> _Required work_
Write out only the lines from the line that holds "Where can the ripe" to the end of the listing below, inclusive, with the pictures omitted.

* * *

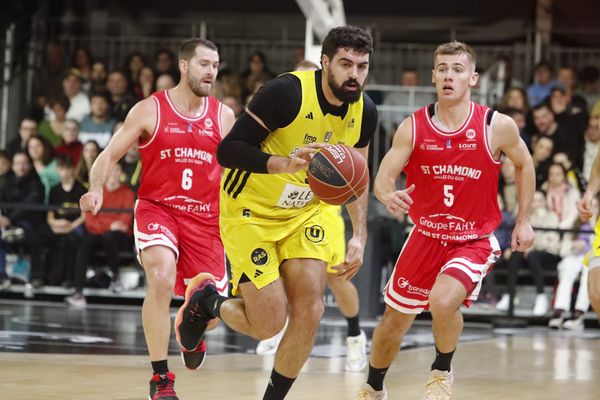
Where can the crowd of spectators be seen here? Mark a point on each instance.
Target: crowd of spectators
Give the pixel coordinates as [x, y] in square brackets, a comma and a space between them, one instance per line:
[80, 104]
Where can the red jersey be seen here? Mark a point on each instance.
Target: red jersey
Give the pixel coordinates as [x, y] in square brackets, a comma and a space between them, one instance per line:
[455, 177]
[179, 163]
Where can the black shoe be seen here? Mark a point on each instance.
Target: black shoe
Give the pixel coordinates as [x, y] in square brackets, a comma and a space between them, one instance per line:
[194, 359]
[162, 387]
[191, 320]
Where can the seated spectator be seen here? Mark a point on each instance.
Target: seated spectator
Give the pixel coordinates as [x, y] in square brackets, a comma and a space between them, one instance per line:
[70, 146]
[5, 168]
[544, 253]
[109, 231]
[72, 88]
[570, 268]
[575, 177]
[561, 197]
[542, 150]
[592, 143]
[83, 61]
[99, 124]
[27, 128]
[20, 226]
[52, 130]
[98, 77]
[164, 82]
[589, 83]
[145, 83]
[42, 156]
[134, 62]
[65, 224]
[89, 154]
[122, 99]
[543, 82]
[257, 71]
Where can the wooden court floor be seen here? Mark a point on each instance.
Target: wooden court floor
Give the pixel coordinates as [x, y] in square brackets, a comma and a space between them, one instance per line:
[497, 365]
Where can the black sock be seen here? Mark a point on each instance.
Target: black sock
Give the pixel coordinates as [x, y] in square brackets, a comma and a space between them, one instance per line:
[353, 326]
[376, 377]
[160, 367]
[278, 386]
[212, 304]
[442, 361]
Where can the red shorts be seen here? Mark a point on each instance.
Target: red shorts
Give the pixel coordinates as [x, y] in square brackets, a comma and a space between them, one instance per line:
[197, 245]
[423, 259]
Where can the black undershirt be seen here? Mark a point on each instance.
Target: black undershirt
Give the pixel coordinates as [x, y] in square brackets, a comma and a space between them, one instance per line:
[241, 147]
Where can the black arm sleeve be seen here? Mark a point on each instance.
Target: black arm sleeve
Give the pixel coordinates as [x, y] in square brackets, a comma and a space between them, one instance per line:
[276, 104]
[369, 122]
[240, 148]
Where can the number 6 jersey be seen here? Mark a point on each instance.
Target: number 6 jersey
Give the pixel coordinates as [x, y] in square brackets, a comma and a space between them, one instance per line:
[180, 167]
[455, 177]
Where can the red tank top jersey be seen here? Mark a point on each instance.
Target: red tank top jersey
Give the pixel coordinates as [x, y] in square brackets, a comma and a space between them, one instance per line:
[179, 163]
[455, 177]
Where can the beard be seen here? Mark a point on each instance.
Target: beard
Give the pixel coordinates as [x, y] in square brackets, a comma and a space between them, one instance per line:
[197, 88]
[343, 94]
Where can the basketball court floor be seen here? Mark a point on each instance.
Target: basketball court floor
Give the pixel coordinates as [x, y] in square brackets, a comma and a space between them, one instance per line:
[50, 351]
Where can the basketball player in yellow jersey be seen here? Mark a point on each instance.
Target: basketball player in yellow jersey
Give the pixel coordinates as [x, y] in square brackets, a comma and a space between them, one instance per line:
[344, 291]
[271, 224]
[593, 257]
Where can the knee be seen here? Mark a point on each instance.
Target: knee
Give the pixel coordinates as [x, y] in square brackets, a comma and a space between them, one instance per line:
[309, 311]
[440, 305]
[271, 328]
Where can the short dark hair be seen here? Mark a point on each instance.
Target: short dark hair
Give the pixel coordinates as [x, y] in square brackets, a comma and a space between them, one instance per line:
[351, 37]
[188, 48]
[453, 48]
[63, 161]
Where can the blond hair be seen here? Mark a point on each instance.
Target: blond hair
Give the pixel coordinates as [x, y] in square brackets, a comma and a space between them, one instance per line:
[454, 48]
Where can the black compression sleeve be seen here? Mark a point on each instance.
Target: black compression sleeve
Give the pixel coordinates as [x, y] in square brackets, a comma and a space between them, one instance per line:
[240, 148]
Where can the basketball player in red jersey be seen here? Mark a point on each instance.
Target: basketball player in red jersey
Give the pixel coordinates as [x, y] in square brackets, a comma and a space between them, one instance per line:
[177, 212]
[451, 153]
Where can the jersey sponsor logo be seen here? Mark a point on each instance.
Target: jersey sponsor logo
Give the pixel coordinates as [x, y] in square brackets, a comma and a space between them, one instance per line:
[471, 134]
[314, 233]
[187, 154]
[309, 139]
[451, 172]
[403, 283]
[294, 196]
[467, 146]
[259, 256]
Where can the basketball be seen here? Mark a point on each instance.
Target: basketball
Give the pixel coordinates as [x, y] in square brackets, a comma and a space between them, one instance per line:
[338, 174]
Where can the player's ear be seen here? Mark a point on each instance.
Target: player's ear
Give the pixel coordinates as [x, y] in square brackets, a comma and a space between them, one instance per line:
[474, 79]
[183, 66]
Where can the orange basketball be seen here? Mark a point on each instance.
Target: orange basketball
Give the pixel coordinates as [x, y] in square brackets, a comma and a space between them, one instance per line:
[338, 174]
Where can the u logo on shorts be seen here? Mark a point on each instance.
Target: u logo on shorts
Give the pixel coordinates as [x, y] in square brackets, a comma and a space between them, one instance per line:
[314, 233]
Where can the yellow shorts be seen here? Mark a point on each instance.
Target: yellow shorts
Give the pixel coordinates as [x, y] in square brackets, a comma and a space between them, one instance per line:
[592, 258]
[334, 222]
[256, 247]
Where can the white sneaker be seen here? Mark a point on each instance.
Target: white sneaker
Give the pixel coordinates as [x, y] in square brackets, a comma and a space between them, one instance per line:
[574, 324]
[366, 392]
[356, 352]
[502, 305]
[541, 305]
[269, 346]
[439, 385]
[76, 300]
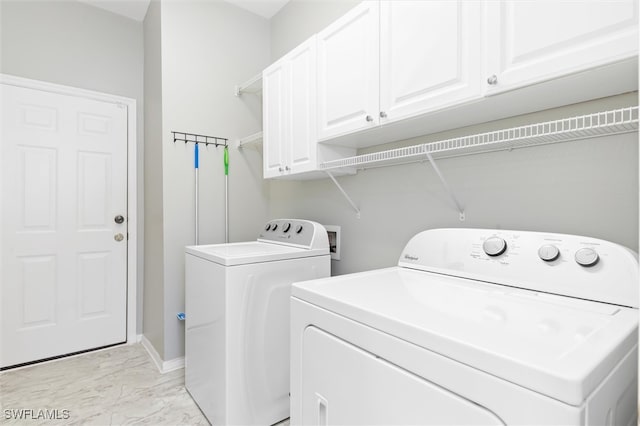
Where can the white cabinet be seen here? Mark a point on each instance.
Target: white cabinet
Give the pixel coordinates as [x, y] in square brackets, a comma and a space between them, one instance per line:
[430, 55]
[289, 98]
[533, 41]
[273, 118]
[348, 76]
[389, 60]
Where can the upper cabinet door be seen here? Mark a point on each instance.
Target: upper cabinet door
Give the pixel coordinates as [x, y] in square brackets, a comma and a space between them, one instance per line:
[429, 55]
[348, 72]
[302, 116]
[274, 115]
[534, 41]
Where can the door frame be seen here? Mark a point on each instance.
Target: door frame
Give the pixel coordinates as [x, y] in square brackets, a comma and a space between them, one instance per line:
[132, 196]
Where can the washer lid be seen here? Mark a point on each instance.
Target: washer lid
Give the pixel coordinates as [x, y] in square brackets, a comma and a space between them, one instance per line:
[250, 252]
[558, 346]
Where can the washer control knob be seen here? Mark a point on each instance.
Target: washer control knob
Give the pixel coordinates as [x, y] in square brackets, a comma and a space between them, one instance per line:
[548, 252]
[587, 257]
[494, 246]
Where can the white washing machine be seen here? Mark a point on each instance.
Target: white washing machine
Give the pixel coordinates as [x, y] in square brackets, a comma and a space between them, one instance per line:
[472, 327]
[237, 320]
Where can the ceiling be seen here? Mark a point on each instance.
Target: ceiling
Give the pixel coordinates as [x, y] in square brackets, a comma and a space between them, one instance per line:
[137, 9]
[264, 8]
[134, 9]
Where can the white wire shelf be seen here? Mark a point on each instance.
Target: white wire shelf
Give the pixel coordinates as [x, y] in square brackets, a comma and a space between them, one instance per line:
[253, 85]
[605, 123]
[251, 140]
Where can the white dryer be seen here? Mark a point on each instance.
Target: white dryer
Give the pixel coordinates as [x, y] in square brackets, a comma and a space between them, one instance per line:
[472, 327]
[237, 320]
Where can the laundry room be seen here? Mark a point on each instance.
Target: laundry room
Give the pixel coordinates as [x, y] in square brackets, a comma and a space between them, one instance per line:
[219, 151]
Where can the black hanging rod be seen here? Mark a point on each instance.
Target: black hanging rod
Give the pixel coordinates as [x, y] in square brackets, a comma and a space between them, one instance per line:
[203, 139]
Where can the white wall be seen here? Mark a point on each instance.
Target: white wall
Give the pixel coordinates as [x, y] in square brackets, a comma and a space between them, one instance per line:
[299, 19]
[70, 43]
[585, 187]
[153, 225]
[207, 49]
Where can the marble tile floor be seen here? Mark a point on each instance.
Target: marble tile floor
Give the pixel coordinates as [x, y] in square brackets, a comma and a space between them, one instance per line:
[116, 386]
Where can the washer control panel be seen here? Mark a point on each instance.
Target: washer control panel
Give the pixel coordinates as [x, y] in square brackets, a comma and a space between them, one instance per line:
[569, 265]
[297, 232]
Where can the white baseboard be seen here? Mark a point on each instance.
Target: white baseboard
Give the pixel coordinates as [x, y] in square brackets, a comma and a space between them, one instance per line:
[163, 366]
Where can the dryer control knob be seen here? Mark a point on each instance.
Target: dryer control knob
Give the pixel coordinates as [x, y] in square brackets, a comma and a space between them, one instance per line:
[587, 257]
[548, 252]
[494, 246]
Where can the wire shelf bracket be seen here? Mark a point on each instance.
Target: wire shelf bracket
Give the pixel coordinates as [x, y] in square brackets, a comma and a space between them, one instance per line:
[619, 121]
[613, 122]
[344, 193]
[446, 186]
[199, 139]
[251, 140]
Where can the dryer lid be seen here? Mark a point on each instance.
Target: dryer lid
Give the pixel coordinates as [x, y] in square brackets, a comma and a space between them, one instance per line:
[558, 346]
[250, 252]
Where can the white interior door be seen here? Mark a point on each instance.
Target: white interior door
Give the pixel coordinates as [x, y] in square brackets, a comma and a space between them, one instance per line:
[64, 180]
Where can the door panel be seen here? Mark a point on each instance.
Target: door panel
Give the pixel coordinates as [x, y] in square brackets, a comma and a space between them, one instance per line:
[274, 110]
[429, 55]
[64, 178]
[345, 385]
[302, 117]
[348, 72]
[533, 41]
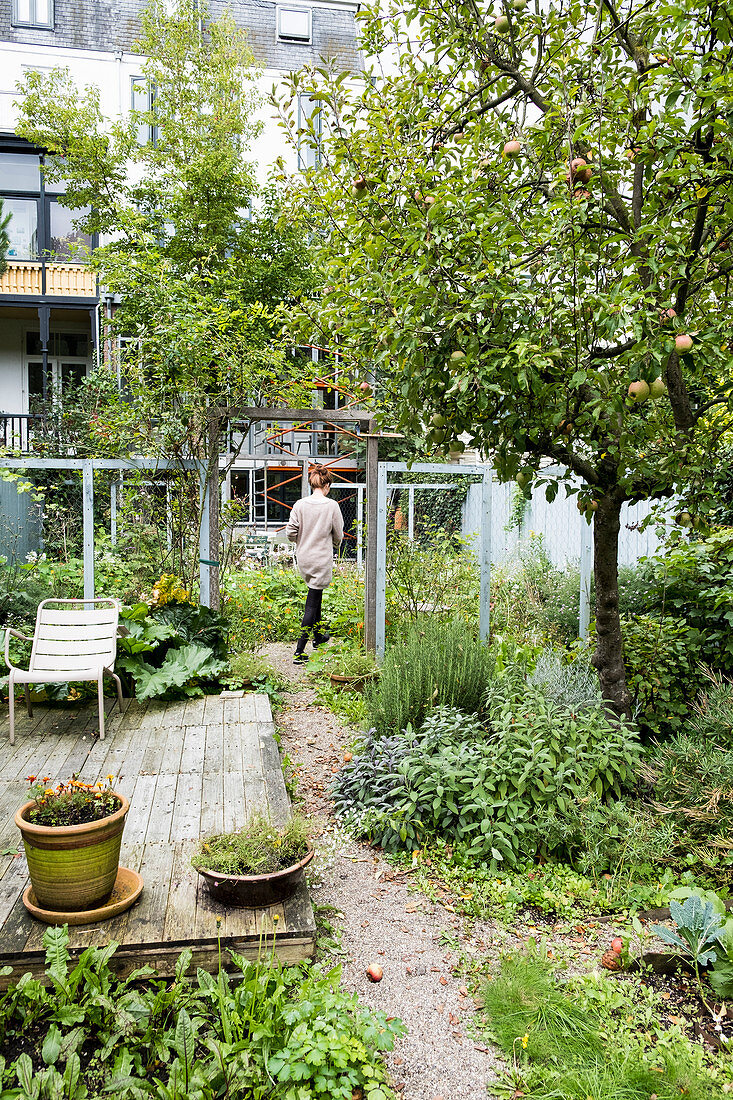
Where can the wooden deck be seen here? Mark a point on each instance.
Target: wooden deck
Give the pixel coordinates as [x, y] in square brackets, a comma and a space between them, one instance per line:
[189, 769]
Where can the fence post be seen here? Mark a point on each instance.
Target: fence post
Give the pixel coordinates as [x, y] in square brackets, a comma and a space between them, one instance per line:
[380, 538]
[484, 556]
[204, 539]
[370, 580]
[88, 519]
[586, 569]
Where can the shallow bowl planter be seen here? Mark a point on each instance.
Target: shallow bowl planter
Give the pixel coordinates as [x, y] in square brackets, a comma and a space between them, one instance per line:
[254, 891]
[73, 867]
[352, 683]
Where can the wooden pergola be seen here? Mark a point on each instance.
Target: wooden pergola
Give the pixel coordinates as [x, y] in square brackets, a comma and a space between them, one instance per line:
[337, 418]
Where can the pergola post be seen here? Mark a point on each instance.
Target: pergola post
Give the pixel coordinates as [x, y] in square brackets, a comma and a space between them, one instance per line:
[370, 580]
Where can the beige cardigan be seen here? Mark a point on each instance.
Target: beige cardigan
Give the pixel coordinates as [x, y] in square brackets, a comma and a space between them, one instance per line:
[316, 526]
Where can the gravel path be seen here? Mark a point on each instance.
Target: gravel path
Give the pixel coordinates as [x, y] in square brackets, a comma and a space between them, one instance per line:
[382, 921]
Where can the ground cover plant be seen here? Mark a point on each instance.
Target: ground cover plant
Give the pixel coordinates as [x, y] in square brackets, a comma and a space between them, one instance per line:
[589, 1037]
[267, 1032]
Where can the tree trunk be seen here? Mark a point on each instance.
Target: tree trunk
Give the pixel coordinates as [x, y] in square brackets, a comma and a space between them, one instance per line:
[215, 534]
[609, 655]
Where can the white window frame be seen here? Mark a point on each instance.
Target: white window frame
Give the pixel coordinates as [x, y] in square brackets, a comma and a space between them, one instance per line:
[44, 24]
[283, 35]
[151, 136]
[309, 157]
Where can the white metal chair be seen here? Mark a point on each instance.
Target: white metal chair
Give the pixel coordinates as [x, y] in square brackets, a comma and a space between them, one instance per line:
[74, 639]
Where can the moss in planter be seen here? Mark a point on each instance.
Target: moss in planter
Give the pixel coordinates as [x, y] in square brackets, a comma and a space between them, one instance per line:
[259, 848]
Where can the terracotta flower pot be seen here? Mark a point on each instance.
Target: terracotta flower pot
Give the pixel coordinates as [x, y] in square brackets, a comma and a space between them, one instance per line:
[253, 891]
[73, 867]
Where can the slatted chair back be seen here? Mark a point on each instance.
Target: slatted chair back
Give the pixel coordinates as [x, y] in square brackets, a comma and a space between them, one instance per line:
[73, 636]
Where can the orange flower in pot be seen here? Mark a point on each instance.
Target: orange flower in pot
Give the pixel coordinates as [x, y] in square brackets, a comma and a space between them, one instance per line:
[72, 834]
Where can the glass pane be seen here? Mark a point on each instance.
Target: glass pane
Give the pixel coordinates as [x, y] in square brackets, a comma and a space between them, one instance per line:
[73, 343]
[72, 375]
[66, 242]
[35, 384]
[19, 173]
[23, 228]
[44, 12]
[22, 11]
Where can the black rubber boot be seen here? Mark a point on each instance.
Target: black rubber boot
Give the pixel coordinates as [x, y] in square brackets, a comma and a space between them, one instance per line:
[299, 656]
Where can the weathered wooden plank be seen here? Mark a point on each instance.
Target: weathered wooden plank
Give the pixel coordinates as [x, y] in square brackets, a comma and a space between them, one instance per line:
[194, 712]
[211, 802]
[173, 750]
[279, 803]
[299, 917]
[255, 795]
[186, 820]
[12, 884]
[141, 807]
[159, 824]
[148, 917]
[153, 755]
[234, 805]
[181, 911]
[104, 932]
[194, 747]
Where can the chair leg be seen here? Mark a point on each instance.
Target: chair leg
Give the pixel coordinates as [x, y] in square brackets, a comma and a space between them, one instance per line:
[11, 702]
[100, 697]
[119, 688]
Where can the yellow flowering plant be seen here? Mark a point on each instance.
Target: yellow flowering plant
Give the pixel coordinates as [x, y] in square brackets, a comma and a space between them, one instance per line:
[72, 802]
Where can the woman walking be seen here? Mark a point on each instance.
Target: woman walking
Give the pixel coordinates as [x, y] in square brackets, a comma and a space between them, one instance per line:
[316, 526]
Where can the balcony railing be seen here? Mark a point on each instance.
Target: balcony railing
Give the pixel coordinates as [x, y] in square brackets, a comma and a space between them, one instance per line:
[34, 433]
[63, 281]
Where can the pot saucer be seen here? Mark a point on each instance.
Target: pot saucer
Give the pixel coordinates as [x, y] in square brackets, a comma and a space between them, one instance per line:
[127, 889]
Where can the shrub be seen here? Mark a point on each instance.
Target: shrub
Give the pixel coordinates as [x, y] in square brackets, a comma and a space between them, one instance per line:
[436, 664]
[692, 580]
[691, 783]
[571, 686]
[712, 712]
[481, 787]
[660, 656]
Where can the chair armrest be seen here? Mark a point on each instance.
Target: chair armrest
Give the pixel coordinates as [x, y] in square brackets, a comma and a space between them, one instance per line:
[15, 634]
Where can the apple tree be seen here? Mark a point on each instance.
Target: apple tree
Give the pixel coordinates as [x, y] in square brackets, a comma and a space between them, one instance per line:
[526, 226]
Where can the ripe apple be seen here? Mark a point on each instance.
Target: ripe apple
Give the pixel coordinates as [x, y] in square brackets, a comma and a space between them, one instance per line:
[638, 391]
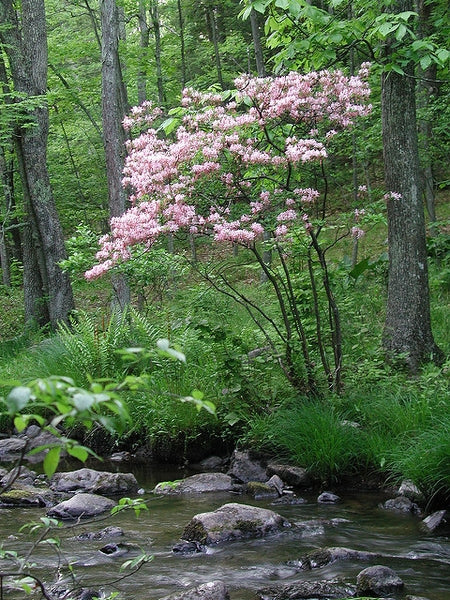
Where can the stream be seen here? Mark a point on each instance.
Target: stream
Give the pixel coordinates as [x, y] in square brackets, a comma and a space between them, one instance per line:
[421, 559]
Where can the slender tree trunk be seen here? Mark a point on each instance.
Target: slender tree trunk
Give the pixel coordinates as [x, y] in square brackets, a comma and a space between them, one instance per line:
[407, 331]
[256, 35]
[144, 38]
[154, 12]
[114, 107]
[26, 46]
[215, 40]
[427, 88]
[182, 45]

* * *

> _Exercise result_
Where can the ripe apple be seen here? Mark a point on each instance.
Target: ripe apple
Give the pixel coordinates as [x, y] in square brackets, a comma and a space between them, one instance per line:
[638, 391]
Where can the stream be seen here? Mark a point on each instance.
Target: stream
Give the pixel coordinates as [x, y] in square brackets, a comma and a space between them, one instance per line:
[421, 559]
Where can the slender tree trunk be seen here? Mark a point on each instance.
Target: slender tree trunk
Give the pixel coordinates as [x, y] in square brackets, a comma and a space between them, one instance per line:
[407, 331]
[256, 35]
[144, 38]
[154, 12]
[114, 107]
[26, 46]
[215, 40]
[427, 88]
[182, 45]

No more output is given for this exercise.